*EXTRACT TO READ*.
====================

Craft in Second Position
The danger of craft is that it needs to be in second position to what it is that you're doing. If craft is in first position, you produce work that is well-made but lacks the thing that makes it matter — the personal, the vulnerable, the authentically you. Craft serves expression. When expression serves craft, you get product, not art.
The Desire to Be Liked
The desire to be liked drives so much of what we do and it is a creative trap. If you know that people will like you when you are a certain way, and they'll like your work when you do it a certain way, then your desire to be liked might lead to you losing yourself. The business of screenwriting is the same business that politicians and corporations are in — selling something important to them by disguising it as something important to you.

====================

*ENTRIES SHOWN*.
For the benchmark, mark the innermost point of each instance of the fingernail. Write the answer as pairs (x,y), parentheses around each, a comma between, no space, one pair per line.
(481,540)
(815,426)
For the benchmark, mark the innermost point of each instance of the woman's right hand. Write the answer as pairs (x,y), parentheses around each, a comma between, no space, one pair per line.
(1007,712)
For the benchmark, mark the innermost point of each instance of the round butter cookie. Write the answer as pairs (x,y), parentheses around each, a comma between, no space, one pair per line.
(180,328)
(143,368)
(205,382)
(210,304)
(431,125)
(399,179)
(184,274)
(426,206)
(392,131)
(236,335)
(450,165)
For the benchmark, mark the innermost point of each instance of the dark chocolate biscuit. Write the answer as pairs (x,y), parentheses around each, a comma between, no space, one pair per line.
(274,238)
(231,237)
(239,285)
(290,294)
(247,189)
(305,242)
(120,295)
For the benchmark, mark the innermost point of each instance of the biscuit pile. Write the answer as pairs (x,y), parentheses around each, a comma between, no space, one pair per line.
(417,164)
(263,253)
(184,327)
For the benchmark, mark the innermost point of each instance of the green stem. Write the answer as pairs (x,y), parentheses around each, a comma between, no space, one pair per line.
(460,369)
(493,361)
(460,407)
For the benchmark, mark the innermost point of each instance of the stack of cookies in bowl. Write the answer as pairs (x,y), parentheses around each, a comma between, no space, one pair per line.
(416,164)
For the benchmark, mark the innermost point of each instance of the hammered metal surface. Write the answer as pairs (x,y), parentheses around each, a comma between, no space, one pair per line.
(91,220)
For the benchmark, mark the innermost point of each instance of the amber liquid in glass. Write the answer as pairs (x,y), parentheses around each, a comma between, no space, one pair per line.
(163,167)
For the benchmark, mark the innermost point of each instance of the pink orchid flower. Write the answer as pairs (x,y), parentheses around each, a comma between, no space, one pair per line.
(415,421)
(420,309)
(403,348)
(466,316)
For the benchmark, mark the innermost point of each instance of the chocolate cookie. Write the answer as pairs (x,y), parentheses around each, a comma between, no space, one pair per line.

====================

Resume the essay on craft and the desire to be liked, writing on from its last sentence. The items aren't needed here.

*THE ANSWER*.
Dreams as Model for Creative Freedom
Your dreams are very well written. People turn anxieties, crises, longing, love, regret, and guilt into beautiful rich stories in their dreams. What allows us the creative freedom in our dreams that we don't have in our waking lives? I suspect part of it is that in our dreams we are not constricted by worry about how we will appear to others. It's a private conversation with ourselves. If we were better able to approach our work this way, the results would be different.
Acknowledge the Wound
If you don't acknowledge the wound — the vulnerability, the fear, the loneliness that drives you — you'll become a cynic. You'll turn yourself into a cog in the machine. You might master technique and craft, but you'll never create true art. You might entertain audiences but not make them feel something deeply. The wound is the source. The wound is what makes art necessary.